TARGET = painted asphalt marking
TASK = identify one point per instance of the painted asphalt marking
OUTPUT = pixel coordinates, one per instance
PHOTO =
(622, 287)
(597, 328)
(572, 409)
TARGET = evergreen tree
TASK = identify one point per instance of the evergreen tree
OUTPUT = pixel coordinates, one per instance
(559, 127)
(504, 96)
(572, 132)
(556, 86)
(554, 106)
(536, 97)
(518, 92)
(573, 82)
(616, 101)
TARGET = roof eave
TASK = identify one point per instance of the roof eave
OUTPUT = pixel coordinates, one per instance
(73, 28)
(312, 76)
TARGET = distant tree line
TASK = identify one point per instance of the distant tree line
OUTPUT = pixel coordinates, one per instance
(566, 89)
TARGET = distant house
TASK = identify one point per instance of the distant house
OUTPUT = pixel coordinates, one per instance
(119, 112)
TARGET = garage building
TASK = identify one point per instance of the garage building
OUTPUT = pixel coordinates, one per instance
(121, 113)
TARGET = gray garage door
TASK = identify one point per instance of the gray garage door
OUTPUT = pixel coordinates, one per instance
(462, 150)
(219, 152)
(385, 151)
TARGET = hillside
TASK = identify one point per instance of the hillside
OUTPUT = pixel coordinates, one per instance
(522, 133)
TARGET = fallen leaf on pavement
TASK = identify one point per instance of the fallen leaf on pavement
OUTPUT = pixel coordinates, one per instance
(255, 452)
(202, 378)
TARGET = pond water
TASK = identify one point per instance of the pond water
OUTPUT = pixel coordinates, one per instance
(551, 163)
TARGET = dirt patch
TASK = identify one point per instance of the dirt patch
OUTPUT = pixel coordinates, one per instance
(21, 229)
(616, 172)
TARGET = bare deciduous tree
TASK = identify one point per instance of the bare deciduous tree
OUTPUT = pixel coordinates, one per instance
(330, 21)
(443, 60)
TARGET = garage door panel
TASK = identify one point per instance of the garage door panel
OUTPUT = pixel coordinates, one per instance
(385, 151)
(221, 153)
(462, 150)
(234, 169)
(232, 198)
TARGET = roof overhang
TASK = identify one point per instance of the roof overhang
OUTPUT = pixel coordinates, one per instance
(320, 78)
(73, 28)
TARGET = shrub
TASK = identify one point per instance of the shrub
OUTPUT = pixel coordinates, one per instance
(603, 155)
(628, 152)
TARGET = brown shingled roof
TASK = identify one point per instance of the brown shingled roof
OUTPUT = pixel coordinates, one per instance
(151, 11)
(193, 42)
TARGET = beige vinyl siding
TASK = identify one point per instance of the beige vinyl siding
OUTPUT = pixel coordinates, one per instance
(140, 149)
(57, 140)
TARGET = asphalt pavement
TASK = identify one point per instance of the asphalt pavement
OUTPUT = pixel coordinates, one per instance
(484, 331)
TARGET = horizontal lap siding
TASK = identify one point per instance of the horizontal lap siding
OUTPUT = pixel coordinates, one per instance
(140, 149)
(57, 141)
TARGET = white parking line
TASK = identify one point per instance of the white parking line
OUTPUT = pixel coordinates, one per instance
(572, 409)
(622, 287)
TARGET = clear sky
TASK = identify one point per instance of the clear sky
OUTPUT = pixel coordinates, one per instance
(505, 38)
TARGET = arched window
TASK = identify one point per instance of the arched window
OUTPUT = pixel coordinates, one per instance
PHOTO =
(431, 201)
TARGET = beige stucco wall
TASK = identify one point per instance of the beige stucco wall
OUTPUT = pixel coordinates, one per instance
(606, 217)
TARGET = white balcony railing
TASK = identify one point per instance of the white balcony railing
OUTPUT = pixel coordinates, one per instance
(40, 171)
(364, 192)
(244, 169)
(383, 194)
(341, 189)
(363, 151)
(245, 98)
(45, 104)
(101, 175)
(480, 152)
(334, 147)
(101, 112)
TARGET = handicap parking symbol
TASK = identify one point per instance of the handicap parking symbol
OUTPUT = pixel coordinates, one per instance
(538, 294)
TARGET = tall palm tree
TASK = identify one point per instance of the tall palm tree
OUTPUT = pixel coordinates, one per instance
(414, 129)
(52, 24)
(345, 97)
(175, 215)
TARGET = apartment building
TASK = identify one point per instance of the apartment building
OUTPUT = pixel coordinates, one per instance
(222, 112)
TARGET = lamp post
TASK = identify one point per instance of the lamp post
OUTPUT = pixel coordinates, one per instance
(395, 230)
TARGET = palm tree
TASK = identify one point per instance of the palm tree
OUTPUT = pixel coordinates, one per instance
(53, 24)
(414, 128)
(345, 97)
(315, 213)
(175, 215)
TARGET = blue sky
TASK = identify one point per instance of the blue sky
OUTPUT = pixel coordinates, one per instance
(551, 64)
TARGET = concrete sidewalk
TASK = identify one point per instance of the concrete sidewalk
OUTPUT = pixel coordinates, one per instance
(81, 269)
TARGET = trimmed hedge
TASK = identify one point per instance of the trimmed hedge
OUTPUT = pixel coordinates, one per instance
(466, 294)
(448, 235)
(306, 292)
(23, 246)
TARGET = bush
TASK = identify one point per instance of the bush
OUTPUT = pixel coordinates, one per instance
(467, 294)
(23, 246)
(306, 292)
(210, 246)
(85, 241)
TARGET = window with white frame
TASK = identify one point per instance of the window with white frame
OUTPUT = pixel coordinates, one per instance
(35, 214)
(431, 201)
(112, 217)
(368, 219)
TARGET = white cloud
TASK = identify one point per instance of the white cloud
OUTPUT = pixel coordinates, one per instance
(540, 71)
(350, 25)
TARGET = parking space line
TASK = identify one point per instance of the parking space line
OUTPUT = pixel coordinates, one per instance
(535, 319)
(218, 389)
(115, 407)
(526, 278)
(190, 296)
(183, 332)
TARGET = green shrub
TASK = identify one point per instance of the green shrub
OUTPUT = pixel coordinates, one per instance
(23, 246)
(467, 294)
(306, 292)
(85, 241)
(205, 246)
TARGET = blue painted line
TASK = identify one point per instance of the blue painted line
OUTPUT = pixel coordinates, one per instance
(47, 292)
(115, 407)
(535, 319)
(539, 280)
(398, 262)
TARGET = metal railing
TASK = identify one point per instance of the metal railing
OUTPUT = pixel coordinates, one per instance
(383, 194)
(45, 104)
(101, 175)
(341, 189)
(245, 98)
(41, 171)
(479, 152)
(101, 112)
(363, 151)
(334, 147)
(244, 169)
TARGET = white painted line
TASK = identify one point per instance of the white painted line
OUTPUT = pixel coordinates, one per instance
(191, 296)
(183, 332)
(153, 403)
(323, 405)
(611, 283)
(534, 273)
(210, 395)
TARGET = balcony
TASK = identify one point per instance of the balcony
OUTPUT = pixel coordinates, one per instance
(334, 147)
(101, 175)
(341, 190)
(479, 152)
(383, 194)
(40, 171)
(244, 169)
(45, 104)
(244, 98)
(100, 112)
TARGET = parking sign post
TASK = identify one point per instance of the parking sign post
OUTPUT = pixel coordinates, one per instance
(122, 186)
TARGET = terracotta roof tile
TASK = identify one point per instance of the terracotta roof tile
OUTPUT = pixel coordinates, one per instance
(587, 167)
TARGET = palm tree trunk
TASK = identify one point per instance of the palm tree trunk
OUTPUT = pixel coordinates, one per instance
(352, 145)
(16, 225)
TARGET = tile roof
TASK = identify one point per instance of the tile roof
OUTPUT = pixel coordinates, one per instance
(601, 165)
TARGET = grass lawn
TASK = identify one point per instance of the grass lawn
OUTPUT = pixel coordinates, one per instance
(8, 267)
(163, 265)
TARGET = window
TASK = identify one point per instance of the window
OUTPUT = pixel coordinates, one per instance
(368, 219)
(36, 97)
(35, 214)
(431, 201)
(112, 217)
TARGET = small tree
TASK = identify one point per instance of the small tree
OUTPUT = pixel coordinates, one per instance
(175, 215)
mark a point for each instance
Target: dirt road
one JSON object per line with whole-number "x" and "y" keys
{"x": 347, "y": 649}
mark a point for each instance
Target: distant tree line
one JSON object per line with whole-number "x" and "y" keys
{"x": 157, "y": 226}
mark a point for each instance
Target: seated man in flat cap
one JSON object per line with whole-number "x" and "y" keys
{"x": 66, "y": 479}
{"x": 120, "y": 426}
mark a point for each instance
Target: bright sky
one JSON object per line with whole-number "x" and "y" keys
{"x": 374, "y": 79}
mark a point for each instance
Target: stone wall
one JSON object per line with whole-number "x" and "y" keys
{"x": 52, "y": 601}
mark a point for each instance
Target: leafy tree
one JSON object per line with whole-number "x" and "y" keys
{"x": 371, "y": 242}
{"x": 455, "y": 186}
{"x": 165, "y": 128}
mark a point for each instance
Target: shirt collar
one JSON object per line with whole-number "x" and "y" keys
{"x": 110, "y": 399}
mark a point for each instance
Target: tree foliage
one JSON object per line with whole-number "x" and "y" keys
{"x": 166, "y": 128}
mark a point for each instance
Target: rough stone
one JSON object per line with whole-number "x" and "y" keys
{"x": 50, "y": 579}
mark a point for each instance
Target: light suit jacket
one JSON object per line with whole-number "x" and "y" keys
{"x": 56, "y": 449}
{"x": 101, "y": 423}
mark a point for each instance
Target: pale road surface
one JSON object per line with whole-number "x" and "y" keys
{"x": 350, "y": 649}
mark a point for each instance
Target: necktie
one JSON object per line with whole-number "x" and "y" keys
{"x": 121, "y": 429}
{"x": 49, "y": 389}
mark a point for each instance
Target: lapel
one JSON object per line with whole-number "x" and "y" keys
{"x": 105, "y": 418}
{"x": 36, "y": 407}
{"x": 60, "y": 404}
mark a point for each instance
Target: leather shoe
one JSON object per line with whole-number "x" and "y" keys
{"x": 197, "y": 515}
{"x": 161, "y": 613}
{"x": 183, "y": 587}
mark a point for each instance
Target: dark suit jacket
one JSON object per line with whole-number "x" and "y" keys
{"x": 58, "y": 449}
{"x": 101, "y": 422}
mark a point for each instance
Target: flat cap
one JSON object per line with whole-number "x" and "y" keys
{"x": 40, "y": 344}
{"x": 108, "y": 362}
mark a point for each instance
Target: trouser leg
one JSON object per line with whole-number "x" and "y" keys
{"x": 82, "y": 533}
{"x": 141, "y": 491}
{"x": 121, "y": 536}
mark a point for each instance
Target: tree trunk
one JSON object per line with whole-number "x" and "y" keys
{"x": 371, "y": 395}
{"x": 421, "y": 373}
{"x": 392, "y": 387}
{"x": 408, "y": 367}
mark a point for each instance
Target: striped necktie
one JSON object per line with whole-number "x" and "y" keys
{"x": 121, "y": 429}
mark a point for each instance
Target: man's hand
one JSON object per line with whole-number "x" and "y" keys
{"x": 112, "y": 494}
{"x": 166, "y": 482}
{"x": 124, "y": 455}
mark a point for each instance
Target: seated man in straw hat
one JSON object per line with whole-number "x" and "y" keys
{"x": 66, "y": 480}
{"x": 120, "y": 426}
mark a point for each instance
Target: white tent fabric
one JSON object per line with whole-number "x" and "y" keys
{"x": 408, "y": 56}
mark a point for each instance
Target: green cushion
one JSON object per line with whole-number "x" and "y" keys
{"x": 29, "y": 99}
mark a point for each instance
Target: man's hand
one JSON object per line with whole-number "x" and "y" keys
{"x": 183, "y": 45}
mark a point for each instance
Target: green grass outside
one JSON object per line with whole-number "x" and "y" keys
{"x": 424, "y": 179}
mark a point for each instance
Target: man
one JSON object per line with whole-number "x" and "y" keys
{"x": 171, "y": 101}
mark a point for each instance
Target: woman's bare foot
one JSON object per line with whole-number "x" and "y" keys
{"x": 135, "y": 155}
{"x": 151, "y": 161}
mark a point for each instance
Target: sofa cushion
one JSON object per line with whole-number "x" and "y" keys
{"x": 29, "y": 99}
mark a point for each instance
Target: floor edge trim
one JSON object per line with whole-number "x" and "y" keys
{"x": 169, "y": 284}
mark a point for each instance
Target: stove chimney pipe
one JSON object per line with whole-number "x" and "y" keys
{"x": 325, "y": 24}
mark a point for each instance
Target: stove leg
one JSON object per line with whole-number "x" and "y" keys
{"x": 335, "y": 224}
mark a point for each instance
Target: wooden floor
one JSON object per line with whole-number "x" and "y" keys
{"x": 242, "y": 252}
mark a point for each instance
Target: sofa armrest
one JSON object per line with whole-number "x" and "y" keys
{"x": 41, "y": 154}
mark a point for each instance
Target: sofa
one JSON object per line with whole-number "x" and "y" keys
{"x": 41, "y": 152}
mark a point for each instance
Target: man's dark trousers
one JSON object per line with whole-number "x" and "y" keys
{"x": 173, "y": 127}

============

About this exercise> Say how many lines above include "evergreen", please, and nothing else.

Solved exercise> 2